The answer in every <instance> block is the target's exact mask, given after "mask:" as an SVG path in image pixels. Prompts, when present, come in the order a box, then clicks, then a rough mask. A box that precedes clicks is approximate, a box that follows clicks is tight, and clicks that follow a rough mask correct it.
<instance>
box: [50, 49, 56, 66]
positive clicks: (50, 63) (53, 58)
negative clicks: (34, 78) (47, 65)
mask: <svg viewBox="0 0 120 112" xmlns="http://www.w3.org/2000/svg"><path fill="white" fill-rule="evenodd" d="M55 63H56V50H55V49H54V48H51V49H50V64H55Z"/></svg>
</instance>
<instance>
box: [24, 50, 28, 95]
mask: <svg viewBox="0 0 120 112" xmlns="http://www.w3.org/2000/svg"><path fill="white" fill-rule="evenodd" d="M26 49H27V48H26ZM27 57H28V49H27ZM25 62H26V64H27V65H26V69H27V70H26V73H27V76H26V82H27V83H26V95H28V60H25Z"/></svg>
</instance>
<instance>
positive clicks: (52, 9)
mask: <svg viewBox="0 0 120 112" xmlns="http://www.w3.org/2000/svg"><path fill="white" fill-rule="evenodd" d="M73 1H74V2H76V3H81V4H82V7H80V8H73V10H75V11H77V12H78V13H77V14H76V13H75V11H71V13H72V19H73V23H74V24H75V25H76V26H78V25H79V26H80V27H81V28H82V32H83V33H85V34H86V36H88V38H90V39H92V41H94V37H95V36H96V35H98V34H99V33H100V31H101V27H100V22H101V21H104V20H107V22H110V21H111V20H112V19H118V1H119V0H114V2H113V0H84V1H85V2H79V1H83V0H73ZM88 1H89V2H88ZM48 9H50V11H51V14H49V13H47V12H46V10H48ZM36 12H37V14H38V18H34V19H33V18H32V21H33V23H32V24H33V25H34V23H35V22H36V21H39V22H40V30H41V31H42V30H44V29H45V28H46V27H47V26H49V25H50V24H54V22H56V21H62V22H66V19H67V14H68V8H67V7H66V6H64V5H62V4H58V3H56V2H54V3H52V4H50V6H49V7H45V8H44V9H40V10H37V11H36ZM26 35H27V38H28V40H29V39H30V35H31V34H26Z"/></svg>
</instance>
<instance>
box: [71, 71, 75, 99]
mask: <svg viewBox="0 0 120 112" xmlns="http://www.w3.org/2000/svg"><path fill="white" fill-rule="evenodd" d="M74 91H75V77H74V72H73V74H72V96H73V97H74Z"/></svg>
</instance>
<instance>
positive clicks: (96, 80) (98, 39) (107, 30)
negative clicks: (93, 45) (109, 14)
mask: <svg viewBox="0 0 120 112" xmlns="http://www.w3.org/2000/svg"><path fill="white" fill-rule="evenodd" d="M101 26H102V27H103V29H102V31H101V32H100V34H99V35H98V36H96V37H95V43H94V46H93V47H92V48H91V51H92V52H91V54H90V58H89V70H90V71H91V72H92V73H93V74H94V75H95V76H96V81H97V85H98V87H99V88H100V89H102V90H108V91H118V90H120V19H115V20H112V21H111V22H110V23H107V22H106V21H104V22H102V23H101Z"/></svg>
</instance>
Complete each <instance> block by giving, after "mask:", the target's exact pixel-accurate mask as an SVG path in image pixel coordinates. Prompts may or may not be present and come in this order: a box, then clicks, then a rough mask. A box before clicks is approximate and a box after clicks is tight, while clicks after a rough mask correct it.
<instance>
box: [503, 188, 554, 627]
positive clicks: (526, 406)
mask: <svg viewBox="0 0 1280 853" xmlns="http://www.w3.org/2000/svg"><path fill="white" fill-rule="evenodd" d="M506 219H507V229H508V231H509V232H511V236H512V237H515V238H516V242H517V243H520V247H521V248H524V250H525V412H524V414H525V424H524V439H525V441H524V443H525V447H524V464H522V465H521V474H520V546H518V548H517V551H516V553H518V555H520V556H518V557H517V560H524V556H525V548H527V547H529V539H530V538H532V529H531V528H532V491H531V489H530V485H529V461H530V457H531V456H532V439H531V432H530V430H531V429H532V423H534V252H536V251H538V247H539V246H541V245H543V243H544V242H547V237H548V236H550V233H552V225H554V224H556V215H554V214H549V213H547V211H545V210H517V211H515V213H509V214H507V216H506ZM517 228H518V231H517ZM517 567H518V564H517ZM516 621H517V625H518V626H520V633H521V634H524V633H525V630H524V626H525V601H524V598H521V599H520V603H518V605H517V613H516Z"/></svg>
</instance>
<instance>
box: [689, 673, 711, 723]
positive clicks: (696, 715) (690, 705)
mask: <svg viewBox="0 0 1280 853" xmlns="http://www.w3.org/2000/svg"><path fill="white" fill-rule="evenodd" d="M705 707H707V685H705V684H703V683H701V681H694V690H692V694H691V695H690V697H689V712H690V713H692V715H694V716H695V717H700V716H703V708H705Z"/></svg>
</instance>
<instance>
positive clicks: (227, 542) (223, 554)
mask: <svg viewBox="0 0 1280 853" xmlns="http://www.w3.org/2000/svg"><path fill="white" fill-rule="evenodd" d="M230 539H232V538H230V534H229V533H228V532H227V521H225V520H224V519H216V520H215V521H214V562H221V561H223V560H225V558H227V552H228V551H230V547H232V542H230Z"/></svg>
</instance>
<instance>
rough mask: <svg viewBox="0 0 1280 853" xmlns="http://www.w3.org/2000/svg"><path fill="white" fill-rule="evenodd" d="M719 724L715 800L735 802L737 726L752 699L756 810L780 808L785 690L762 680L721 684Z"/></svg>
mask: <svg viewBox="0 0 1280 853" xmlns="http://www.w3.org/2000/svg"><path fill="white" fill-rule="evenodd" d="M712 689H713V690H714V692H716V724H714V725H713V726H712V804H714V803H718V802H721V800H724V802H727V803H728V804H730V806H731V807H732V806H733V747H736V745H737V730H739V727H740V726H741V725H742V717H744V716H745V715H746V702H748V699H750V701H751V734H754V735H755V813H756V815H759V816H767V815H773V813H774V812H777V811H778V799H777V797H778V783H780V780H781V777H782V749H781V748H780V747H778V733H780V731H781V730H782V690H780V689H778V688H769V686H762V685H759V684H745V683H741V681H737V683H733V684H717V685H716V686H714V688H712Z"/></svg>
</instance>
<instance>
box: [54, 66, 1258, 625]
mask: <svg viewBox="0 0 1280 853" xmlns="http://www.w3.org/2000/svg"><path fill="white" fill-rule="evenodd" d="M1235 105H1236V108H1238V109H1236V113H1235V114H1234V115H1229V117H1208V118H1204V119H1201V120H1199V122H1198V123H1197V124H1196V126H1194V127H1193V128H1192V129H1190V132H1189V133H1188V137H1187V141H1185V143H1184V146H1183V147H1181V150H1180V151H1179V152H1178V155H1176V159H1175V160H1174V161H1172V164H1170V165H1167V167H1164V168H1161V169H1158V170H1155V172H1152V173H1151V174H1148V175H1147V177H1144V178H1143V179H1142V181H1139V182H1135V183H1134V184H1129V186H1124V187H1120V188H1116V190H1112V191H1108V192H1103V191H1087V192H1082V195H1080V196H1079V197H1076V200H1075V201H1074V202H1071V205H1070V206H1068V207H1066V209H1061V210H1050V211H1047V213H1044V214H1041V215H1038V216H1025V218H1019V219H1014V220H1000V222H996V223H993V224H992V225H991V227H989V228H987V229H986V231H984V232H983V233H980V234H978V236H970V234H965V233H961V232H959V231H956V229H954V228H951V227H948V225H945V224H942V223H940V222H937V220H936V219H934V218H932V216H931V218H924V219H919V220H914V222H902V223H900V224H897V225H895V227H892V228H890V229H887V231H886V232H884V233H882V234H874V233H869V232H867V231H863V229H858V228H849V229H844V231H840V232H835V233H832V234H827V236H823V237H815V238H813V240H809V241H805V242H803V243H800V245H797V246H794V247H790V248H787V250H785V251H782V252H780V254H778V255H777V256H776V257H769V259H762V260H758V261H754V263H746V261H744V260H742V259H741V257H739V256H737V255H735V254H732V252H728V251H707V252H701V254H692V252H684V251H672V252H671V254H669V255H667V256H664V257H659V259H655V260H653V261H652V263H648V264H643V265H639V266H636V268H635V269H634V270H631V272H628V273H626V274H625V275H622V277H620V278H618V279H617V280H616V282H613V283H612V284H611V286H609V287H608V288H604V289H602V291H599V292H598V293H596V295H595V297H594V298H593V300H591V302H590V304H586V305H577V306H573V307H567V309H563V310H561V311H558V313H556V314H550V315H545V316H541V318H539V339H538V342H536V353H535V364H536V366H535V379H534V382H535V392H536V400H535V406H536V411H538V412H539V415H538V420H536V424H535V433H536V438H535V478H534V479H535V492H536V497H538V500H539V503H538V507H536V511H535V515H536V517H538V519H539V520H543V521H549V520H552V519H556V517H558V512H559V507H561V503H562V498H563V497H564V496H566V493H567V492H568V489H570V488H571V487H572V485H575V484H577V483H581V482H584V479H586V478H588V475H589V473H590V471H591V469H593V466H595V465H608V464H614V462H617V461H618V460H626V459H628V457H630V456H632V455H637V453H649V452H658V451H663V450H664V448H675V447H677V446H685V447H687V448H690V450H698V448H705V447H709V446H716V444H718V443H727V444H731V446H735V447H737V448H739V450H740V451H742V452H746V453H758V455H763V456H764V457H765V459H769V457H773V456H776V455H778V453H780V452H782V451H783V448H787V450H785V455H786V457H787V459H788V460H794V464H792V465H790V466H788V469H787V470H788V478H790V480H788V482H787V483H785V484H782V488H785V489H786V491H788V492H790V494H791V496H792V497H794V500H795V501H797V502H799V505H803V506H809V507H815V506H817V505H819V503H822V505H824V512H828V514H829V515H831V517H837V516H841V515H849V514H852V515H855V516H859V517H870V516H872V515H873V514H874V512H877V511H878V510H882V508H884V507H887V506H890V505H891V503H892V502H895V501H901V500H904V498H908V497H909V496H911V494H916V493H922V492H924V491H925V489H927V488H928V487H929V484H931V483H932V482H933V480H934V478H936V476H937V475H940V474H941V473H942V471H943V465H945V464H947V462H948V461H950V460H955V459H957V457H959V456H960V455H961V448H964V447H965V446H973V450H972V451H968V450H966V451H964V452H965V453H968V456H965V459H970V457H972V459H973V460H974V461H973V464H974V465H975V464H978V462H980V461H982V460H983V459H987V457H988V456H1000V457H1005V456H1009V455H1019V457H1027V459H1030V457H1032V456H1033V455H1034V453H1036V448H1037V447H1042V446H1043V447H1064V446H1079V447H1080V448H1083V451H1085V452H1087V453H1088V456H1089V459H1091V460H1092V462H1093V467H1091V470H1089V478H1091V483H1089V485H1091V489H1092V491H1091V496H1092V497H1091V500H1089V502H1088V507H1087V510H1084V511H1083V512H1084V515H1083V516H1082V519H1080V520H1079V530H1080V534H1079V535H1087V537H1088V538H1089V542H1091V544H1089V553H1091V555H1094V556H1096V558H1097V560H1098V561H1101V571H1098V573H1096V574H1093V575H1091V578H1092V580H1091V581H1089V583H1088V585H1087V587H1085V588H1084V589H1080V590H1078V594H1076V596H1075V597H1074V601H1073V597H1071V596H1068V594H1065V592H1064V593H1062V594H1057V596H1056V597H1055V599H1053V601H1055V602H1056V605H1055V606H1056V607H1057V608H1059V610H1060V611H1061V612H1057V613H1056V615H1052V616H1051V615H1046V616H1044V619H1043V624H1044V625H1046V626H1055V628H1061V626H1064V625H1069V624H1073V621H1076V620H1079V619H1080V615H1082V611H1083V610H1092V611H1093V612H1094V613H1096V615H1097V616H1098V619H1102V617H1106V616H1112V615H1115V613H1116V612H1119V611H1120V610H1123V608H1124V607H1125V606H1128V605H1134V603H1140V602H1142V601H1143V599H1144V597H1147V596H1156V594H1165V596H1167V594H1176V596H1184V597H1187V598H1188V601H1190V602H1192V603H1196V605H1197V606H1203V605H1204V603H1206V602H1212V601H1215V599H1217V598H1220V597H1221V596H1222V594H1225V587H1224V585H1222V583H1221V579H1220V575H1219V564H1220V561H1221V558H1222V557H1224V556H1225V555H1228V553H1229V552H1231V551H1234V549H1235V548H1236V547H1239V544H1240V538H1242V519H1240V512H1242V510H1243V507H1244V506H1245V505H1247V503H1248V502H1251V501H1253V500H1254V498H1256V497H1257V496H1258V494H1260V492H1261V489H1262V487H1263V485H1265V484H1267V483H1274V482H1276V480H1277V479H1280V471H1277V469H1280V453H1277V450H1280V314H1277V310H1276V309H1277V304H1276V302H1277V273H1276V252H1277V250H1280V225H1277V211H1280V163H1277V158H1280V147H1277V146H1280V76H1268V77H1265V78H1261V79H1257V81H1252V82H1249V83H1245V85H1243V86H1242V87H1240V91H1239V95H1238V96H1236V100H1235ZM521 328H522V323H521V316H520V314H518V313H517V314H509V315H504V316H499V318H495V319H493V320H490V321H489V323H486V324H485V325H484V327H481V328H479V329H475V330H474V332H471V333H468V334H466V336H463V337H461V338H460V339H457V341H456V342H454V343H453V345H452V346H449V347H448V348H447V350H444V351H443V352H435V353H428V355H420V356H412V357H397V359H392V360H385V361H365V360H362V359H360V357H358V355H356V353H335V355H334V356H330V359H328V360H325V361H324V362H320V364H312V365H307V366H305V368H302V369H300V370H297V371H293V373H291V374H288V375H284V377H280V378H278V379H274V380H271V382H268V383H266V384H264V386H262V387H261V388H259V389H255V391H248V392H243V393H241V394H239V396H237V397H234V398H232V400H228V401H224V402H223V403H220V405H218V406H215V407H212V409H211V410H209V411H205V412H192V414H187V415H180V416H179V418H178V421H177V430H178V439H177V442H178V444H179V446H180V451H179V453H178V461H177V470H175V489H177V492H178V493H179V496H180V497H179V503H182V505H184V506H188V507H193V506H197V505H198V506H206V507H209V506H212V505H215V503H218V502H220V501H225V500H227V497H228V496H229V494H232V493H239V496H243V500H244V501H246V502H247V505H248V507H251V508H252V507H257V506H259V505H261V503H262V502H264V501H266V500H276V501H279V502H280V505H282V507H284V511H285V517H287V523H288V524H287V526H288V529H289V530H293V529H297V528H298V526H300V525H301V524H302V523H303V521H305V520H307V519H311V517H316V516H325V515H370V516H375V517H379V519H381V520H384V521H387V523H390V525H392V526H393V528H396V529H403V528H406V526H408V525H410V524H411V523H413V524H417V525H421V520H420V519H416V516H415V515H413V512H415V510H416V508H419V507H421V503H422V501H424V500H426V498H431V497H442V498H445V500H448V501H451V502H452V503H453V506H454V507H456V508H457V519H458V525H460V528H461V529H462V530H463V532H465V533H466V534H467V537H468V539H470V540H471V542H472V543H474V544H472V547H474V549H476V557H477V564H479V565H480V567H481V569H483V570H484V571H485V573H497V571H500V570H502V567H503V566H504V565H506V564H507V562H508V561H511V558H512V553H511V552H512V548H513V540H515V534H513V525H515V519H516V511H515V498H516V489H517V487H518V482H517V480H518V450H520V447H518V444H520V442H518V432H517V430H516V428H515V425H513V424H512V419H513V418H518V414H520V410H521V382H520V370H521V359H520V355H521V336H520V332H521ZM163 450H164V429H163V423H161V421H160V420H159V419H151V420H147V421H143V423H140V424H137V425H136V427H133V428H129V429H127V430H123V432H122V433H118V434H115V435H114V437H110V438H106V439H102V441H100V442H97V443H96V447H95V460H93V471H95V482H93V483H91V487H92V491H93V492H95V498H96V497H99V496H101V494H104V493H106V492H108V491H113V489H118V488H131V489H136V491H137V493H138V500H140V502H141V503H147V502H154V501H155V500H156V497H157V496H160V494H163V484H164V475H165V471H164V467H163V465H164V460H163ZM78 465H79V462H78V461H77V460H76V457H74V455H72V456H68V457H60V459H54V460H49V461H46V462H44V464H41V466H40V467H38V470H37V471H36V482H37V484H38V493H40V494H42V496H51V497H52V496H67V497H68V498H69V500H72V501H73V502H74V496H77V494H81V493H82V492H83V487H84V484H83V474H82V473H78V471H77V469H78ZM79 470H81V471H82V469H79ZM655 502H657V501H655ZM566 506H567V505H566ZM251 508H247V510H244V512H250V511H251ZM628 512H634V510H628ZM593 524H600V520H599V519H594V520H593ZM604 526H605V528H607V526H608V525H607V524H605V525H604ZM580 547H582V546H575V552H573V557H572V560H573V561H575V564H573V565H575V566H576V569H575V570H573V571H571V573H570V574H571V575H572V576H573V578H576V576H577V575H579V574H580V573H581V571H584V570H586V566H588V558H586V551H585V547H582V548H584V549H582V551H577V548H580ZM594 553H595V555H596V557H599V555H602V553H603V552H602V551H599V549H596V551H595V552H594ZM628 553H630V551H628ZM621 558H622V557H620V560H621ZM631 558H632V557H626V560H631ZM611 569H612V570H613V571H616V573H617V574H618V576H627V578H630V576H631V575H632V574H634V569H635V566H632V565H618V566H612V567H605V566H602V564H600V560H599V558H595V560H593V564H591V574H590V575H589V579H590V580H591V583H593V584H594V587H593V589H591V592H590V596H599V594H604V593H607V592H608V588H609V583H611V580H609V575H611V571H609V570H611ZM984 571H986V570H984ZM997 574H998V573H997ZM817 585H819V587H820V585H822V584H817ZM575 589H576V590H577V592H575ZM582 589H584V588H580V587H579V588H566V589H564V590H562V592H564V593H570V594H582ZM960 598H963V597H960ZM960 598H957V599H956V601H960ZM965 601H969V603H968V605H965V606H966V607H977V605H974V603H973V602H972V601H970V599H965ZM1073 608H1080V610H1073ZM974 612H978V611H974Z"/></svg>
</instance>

+++

◆ **PROMPT**
Please recast the data above, from its first line through the line containing "positive clicks: (52, 9)" inclusive, as a Markdown table with the columns Row and Line, leaving out blank lines.

◆ **ANSWER BOX**
| Row | Line |
|---|---|
| 1 | The answer in every <instance> block is the target's exact mask, given after "mask:" as an SVG path in image pixels. Prompts, when present, come in the order a box, then clicks, then a rough mask. A box that precedes clicks is approximate, a box that follows clicks is tight, and clicks that follow a rough mask correct it. |
| 2 | <instance> |
| 3 | box: [50, 49, 56, 66] |
| 4 | positive clicks: (50, 63) (53, 58) |
| 5 | negative clicks: (34, 78) (47, 65) |
| 6 | mask: <svg viewBox="0 0 120 112" xmlns="http://www.w3.org/2000/svg"><path fill="white" fill-rule="evenodd" d="M55 63H56V50H55V49H54V48H51V49H50V64H55Z"/></svg> |
| 7 | </instance> |
| 8 | <instance> |
| 9 | box: [24, 50, 28, 95] |
| 10 | mask: <svg viewBox="0 0 120 112" xmlns="http://www.w3.org/2000/svg"><path fill="white" fill-rule="evenodd" d="M26 49H27V48H26ZM27 57H28V49H27ZM25 62H26V64H27V65H26V69H27V70H26V73H27V76H26V82H27V83H26V95H28V60H25Z"/></svg> |
| 11 | </instance> |
| 12 | <instance> |
| 13 | positive clicks: (52, 9) |